The Answer To All Things
Now, if you ask me, I say that’s the person who does belong in Sunday School. But none of my Sunday School teachers saw it that way.
I asked questions like, Do animals go to Heaven? (The answer I was given: No. Animals do not have souls.) So there are no animals in Heaven? (No. None at all.) How do we know they don’t have souls? (Because the Bible says only humans have souls. Animals don’t have free will. They act on instinct.) Where does it say that? (In Genesis.) Where? I’d like to read that for myself. (It’s there.) Okay, but where? (It’s there.)
It’s just that, if we love our pets so much and they are family members to us, why wouldn’t God want them in Heaven with us? Why wouldn’t they also have souls? Animal souls, even? What about babies? Babies don’t really have free will. They act on their instincts, like animals. (Babies are people. People have souls.)
If people are there—people we don’t even know or people we don’t even like—why aren’t the animals we love there? Why wouldn’t part of our Heavenly reward be to be with friends who make us happy? (They can’t go to Heaven. Only people can go to Heaven. When you go to Heaven, you won’t even care about your pets any more. They will just be one of the Earthly things you left behind.)

◆ ◆ ◆ ◆ ◆ ◆ ◆

### Required action A
In the Sunday School passage, what reason is given for animals not having souls?
### Required action B
Condense the paragraph of the Sunday School passage beginning "If people are there" into two or three sentences, keeping its main points.
The records come from a different source than the passage above.

### Input data
◆ ◆ ◆ ◆ ◆ ◆ ◆

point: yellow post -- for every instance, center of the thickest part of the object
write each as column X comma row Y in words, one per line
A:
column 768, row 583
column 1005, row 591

◆ ◆ ◆ ◆ ◆ ◆ ◆

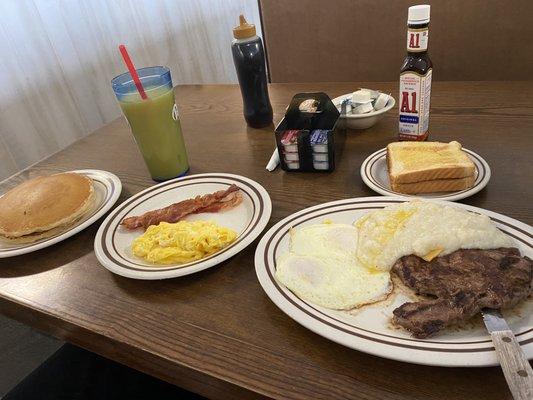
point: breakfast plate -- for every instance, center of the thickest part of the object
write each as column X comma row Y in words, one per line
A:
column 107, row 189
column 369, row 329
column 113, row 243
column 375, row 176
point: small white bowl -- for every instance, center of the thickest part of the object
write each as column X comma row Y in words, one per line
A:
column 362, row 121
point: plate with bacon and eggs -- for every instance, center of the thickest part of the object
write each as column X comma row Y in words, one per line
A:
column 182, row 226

◆ ◆ ◆ ◆ ◆ ◆ ◆

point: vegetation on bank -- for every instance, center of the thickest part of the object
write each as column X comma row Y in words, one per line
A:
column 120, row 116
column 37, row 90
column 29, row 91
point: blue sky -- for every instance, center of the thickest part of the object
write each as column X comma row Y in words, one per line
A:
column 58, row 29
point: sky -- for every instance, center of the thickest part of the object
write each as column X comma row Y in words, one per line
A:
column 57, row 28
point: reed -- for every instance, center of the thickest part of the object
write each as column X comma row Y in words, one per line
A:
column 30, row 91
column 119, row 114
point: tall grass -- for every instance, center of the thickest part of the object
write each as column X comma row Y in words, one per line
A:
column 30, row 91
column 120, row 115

◆ ◆ ◆ ◆ ◆ ◆ ◆

### Expected output A
The Bible says only humans have souls, and animals lack free will and act on instinct.

### Expected output B
The writer asks why strangers and even disliked people would be in Heaven but not the animals we love, and whether being with friends who make us happy should be part of the Heavenly reward. The answer given is that only people can go to Heaven. In Heaven you won't care about pets anymore, since they are Earthly things left behind.